[EXERCISE GOAL] With the pictures removed, set down all of the entries below exactly.

[TASK MATERIAL]
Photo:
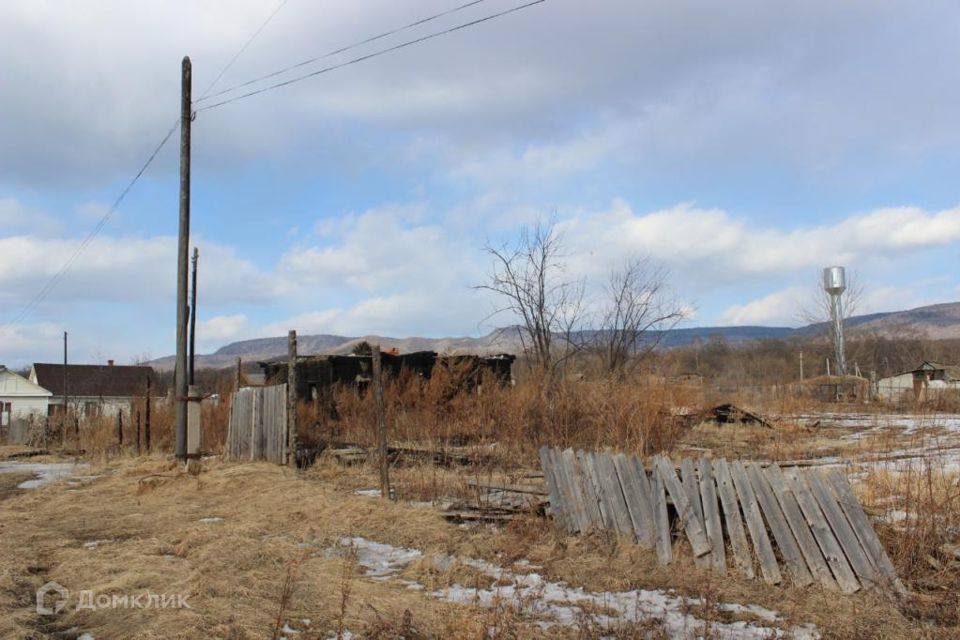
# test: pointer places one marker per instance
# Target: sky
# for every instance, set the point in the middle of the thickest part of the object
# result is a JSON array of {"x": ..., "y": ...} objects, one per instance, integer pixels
[{"x": 739, "y": 146}]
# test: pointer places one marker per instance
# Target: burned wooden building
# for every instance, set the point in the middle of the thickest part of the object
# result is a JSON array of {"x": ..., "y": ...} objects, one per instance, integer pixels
[{"x": 316, "y": 375}]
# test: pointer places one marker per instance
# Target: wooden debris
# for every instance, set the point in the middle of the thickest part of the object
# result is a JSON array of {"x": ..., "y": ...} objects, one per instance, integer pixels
[{"x": 820, "y": 532}]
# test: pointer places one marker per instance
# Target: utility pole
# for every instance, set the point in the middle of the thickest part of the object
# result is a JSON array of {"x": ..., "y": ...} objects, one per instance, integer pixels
[
  {"x": 63, "y": 418},
  {"x": 376, "y": 381},
  {"x": 146, "y": 418},
  {"x": 193, "y": 310},
  {"x": 292, "y": 398},
  {"x": 183, "y": 258}
]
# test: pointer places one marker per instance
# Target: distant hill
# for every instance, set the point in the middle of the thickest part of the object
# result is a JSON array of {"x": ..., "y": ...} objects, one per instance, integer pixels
[{"x": 935, "y": 322}]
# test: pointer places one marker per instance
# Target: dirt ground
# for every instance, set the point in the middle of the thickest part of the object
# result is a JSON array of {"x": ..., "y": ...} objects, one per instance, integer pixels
[{"x": 258, "y": 551}]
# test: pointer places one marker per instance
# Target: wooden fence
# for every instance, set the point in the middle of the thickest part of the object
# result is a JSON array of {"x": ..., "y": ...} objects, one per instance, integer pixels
[
  {"x": 812, "y": 518},
  {"x": 258, "y": 424}
]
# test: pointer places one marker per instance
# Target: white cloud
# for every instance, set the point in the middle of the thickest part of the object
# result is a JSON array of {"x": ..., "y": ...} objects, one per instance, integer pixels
[{"x": 780, "y": 308}]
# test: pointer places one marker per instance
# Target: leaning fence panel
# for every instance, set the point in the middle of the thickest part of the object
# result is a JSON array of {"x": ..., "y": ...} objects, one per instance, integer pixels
[{"x": 258, "y": 424}]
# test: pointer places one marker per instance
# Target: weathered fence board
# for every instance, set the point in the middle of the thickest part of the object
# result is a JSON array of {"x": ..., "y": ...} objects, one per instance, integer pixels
[
  {"x": 861, "y": 564},
  {"x": 758, "y": 530},
  {"x": 819, "y": 530},
  {"x": 258, "y": 424},
  {"x": 731, "y": 512},
  {"x": 688, "y": 518},
  {"x": 778, "y": 525},
  {"x": 661, "y": 520},
  {"x": 638, "y": 502},
  {"x": 831, "y": 549},
  {"x": 861, "y": 527},
  {"x": 711, "y": 516},
  {"x": 805, "y": 540},
  {"x": 691, "y": 485}
]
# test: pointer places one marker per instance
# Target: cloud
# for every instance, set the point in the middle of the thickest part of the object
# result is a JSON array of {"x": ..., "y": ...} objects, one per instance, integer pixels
[
  {"x": 124, "y": 269},
  {"x": 780, "y": 308}
]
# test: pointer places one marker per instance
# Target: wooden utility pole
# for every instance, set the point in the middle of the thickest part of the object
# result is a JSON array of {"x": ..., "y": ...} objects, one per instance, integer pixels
[
  {"x": 377, "y": 382},
  {"x": 193, "y": 310},
  {"x": 66, "y": 404},
  {"x": 146, "y": 418},
  {"x": 292, "y": 398},
  {"x": 183, "y": 249}
]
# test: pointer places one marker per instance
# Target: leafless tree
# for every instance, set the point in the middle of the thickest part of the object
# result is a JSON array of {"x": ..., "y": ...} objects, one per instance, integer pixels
[
  {"x": 530, "y": 278},
  {"x": 636, "y": 312}
]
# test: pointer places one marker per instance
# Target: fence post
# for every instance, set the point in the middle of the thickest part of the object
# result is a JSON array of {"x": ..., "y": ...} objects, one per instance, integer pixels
[
  {"x": 146, "y": 418},
  {"x": 377, "y": 381},
  {"x": 291, "y": 452}
]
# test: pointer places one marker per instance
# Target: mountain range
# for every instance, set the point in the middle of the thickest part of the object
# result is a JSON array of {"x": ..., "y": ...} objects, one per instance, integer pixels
[{"x": 934, "y": 322}]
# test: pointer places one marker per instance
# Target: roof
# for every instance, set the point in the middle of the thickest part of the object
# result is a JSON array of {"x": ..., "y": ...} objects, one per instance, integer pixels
[
  {"x": 13, "y": 384},
  {"x": 94, "y": 380}
]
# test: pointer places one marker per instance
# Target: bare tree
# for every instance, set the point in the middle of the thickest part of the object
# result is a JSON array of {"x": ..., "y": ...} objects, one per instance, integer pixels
[
  {"x": 636, "y": 313},
  {"x": 529, "y": 276}
]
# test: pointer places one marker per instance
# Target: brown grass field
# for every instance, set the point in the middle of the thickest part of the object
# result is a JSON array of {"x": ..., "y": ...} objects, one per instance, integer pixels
[{"x": 273, "y": 555}]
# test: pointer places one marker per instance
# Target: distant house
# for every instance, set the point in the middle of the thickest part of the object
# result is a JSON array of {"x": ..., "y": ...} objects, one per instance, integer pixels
[
  {"x": 21, "y": 401},
  {"x": 928, "y": 378},
  {"x": 93, "y": 389}
]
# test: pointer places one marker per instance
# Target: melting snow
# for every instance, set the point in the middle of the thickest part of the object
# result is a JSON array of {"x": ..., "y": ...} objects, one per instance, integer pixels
[
  {"x": 45, "y": 472},
  {"x": 557, "y": 603}
]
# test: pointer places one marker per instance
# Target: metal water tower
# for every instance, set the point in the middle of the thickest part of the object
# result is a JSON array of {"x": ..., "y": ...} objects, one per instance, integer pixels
[{"x": 835, "y": 283}]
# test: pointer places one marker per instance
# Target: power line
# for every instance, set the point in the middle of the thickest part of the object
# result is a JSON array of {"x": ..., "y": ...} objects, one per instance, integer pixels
[
  {"x": 371, "y": 55},
  {"x": 58, "y": 276},
  {"x": 380, "y": 36},
  {"x": 239, "y": 53}
]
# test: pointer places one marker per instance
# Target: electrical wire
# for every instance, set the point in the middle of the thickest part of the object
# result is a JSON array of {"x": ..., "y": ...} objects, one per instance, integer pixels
[
  {"x": 239, "y": 53},
  {"x": 370, "y": 55},
  {"x": 380, "y": 36},
  {"x": 58, "y": 276}
]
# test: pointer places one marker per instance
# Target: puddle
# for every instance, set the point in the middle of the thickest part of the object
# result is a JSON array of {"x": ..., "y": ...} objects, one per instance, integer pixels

[RESULT FOR THIS EXERCISE]
Photo:
# test: pointer places one marker per instance
# Target: sky
# for every instance, set the point in the middle of the thickest part of the object
# result is a JSON array of {"x": ..., "y": ...} objects, one per instance, integer pixels
[{"x": 739, "y": 146}]
# test: pointer places one marker per instance
# Target: burned wooden building
# for every instance, set the point in the middle of the thickest part of the object
# result is a JSON array of {"x": ..., "y": ...} objects, one per instance, integer pixels
[{"x": 316, "y": 375}]
# test: pointer places one marker per instance
# Target: wooden debris
# for every instance, set the point in the middle of the thickest part of the object
# result is a JSON array of {"x": ..., "y": ...} objects, one per instance, integer pixels
[{"x": 820, "y": 532}]
# test: pointer places one marker per instance
# Target: utility pole
# for every instance, set the point in the middle of the thickest part of the object
# result is a JSON array of {"x": ..., "y": ...} objects, one per instance, integer pixels
[
  {"x": 63, "y": 418},
  {"x": 376, "y": 381},
  {"x": 146, "y": 418},
  {"x": 193, "y": 310},
  {"x": 292, "y": 398},
  {"x": 183, "y": 258}
]
# test: pointer places one marker per instance
# Target: distant hill
# for every instance, set the point in the middle of the thickest part of the object
# result is a JSON array of {"x": ..., "y": ...} objects, one per instance, integer pixels
[{"x": 935, "y": 322}]
# test: pointer places one marker per instance
# Target: dirt ground
# for every instance, set the point in the middle of the thickest part of the object
# result is a JSON array of {"x": ..., "y": ...} objects, one per instance, integer pixels
[{"x": 258, "y": 551}]
# test: pointer places one marker per instance
# Target: wooden fence
# for every instance, set the point in the middle of the thickest part of the object
# result is a JSON array of {"x": ..., "y": ...} objects, one per instance, integer pixels
[
  {"x": 812, "y": 518},
  {"x": 258, "y": 424}
]
# test: pointer places one marker per instance
# Target: white cloud
# for every instance, set the point in the middle of the thickest part of the object
# result is a JSON array of {"x": ..., "y": ...} objects, one per instance, integer pixels
[{"x": 780, "y": 308}]
# test: pointer places one marker per instance
# Target: leaning fence panel
# for every instance, set the point in the middle of the thickest part of the object
# result is a JSON array of {"x": ..., "y": ...} objects, one per instance, integer pixels
[{"x": 258, "y": 424}]
# test: pointer places one marker per instance
# Target: weathered fence board
# for every instance, set the point in the middle of the thickest part of the object
# result is a JSON array of {"x": ..., "y": ...} objects, one per instance, integer pixels
[
  {"x": 861, "y": 564},
  {"x": 758, "y": 530},
  {"x": 819, "y": 530},
  {"x": 258, "y": 424},
  {"x": 731, "y": 512},
  {"x": 688, "y": 518},
  {"x": 778, "y": 525},
  {"x": 661, "y": 520},
  {"x": 638, "y": 502},
  {"x": 831, "y": 549},
  {"x": 861, "y": 527},
  {"x": 711, "y": 516},
  {"x": 805, "y": 540},
  {"x": 691, "y": 485}
]
# test: pointer places one marker per instance
# Target: cloud
# for every instance, set the point in the middle of the thickest part of the object
# result is a JSON array of {"x": ..., "y": ...} objects, one per instance, integer pixels
[
  {"x": 124, "y": 269},
  {"x": 780, "y": 308}
]
# test: pointer places one marker per instance
# Target: wooden utility pole
# for every instance, set the point in the middle of the thickest part of the object
# result is a JSON array of {"x": ..., "y": ...} objects, one per instance, integer pixels
[
  {"x": 377, "y": 382},
  {"x": 193, "y": 310},
  {"x": 66, "y": 404},
  {"x": 146, "y": 418},
  {"x": 292, "y": 398},
  {"x": 183, "y": 249}
]
# test: pointer places one marker per instance
# Target: leafless tree
# for every instance, set the point in the middle of the thickest part of the object
# result is a JSON array of {"x": ..., "y": ...} objects, one per instance, integer pixels
[
  {"x": 530, "y": 278},
  {"x": 636, "y": 312}
]
# test: pointer places one marker per instance
# Target: fence post
# for every instance, set the point in the middle of the thickest part of the object
# result is a JSON array of {"x": ..., "y": ...} objects, one per instance, integer pixels
[
  {"x": 146, "y": 418},
  {"x": 377, "y": 381},
  {"x": 291, "y": 452}
]
# test: pointer places one marker per instance
# Target: mountain range
# for every instance, set the point in the middle of the thickest part of the object
# result is a JSON array of {"x": ..., "y": ...} objects, one per instance, integer pixels
[{"x": 934, "y": 322}]
# test: pointer places one marker per instance
# Target: roof
# for every instance, set the point in the middle of the thickest part of the object
# result is a JSON array of {"x": ..., "y": ...} objects, one per instance, integer pixels
[
  {"x": 13, "y": 384},
  {"x": 94, "y": 380}
]
# test: pointer places one marker per instance
# Target: bare tree
# for every instance, set the point in the middle of the thickest part of the object
# result is a JSON array of {"x": ..., "y": ...} objects, one per instance, integer pixels
[
  {"x": 636, "y": 313},
  {"x": 529, "y": 276}
]
# test: pointer places one marker per instance
# Target: brown grass field
# for every instance, set the point in the middle of the thickest part of the object
# result is a JSON array of {"x": ..., "y": ...} objects, one per instance, integer pixels
[{"x": 273, "y": 555}]
# test: pointer places one marker per instance
# Target: distant house
# for every instance, set the point in the middle of the thickest part of the object
# result is a JSON array of {"x": ..., "y": ...} objects, one per instance, integer pixels
[
  {"x": 21, "y": 401},
  {"x": 928, "y": 378},
  {"x": 93, "y": 389}
]
# test: pointer places one marker per instance
# Target: melting snow
# for every instance, set the point in the middle of the thickest part of the object
# result is a JSON array of {"x": ..., "y": ...} objects, one per instance, integer pixels
[
  {"x": 45, "y": 472},
  {"x": 557, "y": 603}
]
# test: pointer places one marker per instance
# Target: metal water tower
# for every instance, set the point in the middle of the thickest part of the object
# result is a JSON array of {"x": ..., "y": ...} objects, one per instance, integer pixels
[{"x": 835, "y": 283}]
# test: pointer places one marker per instance
# Target: power line
# for every instance, set the point in the middle of the thickest part of the object
# result is a JSON array of {"x": ..., "y": ...} objects, one per instance, integer pixels
[
  {"x": 371, "y": 55},
  {"x": 58, "y": 276},
  {"x": 380, "y": 36},
  {"x": 239, "y": 53}
]
# test: pointer places one marker per instance
# Target: electrical wire
# for every instance, set the point in the middle of the thickest part of the object
# result is a JSON array of {"x": ..., "y": ...} objects, one per instance, integer pixels
[
  {"x": 239, "y": 53},
  {"x": 370, "y": 55},
  {"x": 380, "y": 36},
  {"x": 58, "y": 276}
]
# test: pointer places one marker per instance
# Target: puddle
# for every instance, set the point in the middle of the thickest part of the object
# result is a JSON array of {"x": ..., "y": ...} objects, one per instance, integer pixels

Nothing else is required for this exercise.